● **Required work**:
**a.** Decide whether each statement agrees with the article on the roadworks robot, answering yes or no and quoting the exact words of the article that settle it: (i) the RRES is powered by a diesel engine; (ii) the robotic arm sits on a track-mounted platform; (iii) the RRES starts its work by assessing the site with a ground-penetrating radar attachment.
**b.** According to the article on the roadworks robot, what does the abbreviation RRES stand for?
**c.** Carry on the article on the roadworks robot, beginning right after its final sentence.

● **Supplied passage**:
######

Accessing subsurface utilities buried beneath a roadway can sometimes be a two or three-day effort involving multiple lane closures and heavy equipment. Looking to minimize that scenario and to accelerate an ongoing overhaul of the U.K.’s second-largest gas distribution network, gas utility SGN has been investing in the development of the autonomous RRES roadworks robot from ULC Technologies.
Short for Robotic Roadworks and Excavation System, the RRES is a stand-alone, battery-powered robot that can autonomously perform the complex tasks required to excavate, repair and rebury gas lines situated beneath paved roadways. Now undergoing trials in the U.K. through the spring and summer, SGN and ULC see the RRES as the future platform for work on all kinds of underground utilities.
“It enhances safety for us,” says Ollie Machan, SGN’s project lead for RRES, during a demonstration the robot for industry press on April 13. “For the first time, this is a fully autonomous robot operation, totally hands off.”
Aside from a pair of human operators to keep an eye on the robot and change out its tool cart as it moves through the different steps of the process, human interaction is minimal, which Machan says is a huge boost to safety. “RRES takes the operator out of the excavator, so if anything happens with the gas or electric, we’ve already taken them out of [danger].”
The RRES system seems straightforward at first glance. A robotic arm with six degrees of articulation sits on a track-mounted platform that houses the robot’s lithium-ion battery pack and onboard computer. Tools for different stages of the excavation are swapped out automatically from attached tool carts. But what sets the RRES apart from machine-control-enabled heavy equipment or sophisticated power tools is its focus on total autonomy.
“Three years ago we started this project with an ambitious goal,” recalls Ali Asmari, R&D project manager and head of AI and machine learning at ULC Technologies. “To do everything with excavation: identify buried assets, find buried assets and excavate soil above those assets, all with less involvement from a human. The robot can install a fitting on a gas pipe, and once the operation is done, it can restore material into the keyhole [excavation] and cap it.”
Currently a working prototype, the RRES uses a combination of custom tools and some fairly sophisticated AI-based learning to navigate the excavation site and perform its tasks. Able to work in inclement weather as well as on an incline, the RRES begins by assessing the site with a ground-penetrating radar attachment. Once a scan is complete, the RRES generates a point cloud of the area beneath the road surface, which an operator can then manually edit and clean up on a computer to zero in on the targeted subsurface utility line.

######

● **Raw data**:
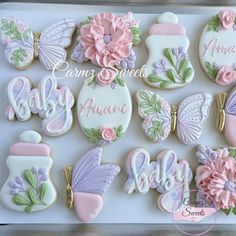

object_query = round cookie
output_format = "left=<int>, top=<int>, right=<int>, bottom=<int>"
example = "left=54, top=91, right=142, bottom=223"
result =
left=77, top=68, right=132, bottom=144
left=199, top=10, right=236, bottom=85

######

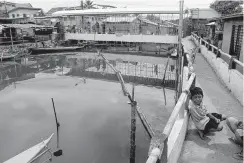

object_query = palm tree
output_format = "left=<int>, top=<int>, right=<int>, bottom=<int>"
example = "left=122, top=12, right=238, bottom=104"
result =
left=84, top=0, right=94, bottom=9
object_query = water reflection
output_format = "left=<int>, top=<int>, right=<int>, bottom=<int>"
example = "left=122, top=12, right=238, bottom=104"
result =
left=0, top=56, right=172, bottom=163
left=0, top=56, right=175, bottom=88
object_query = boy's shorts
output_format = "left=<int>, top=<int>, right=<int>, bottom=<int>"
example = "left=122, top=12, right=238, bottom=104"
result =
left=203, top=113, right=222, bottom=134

######

● **Expected results**:
**a.**
(i) No: "a stand-alone, battery-powered robot"
(ii) Yes: "A robotic arm with six degrees of articulation sits on a track-mounted platform"
(iii) Yes: "the RRES begins by assessing the site with a ground-penetrating radar attachment"

**b.** Robotic Roadworks and Excavation System.

**c.**
Once the robot has the point cloud loaded, it goes to work on the pavement. Using a pneumatic quick tool changer at the end of its arm, it swaps the radar unit for a core drill to take an exploratory sample of the roadway. Once it confirms the depth and condition of the pavement, the RRES switches to a custom 35-hp electric chainsaw. All of the robot’s tools are powered by its onboard 35kW-hour lithium-ion phosphate batteries, with a converter to change DC power to three-phase AC. This is the same type of power that a robotic arm would typically have access to in a factory setting, explains Asmari.
The RRES uses the chainsaw to cut a circular keyhole in the roadway, using pressure sensors to assess when a plunge cut has gone deep enough. The RRES can cut a variety of shapes, including an elongated oval up to 36 in. in dia. The pavement “core“ is then lifted out of the hole using a pneumatic tool that can lift the core up to 3 meters (approx. 9.8 ft) above the robot’s base, provided it weighs less than 225 kg (approx. 496 lb). Connections for the pneumatic lifter’s air hose, the chainsaw’s water hose and the radar’s coaxial data cable are all handled autonomously during each tool change.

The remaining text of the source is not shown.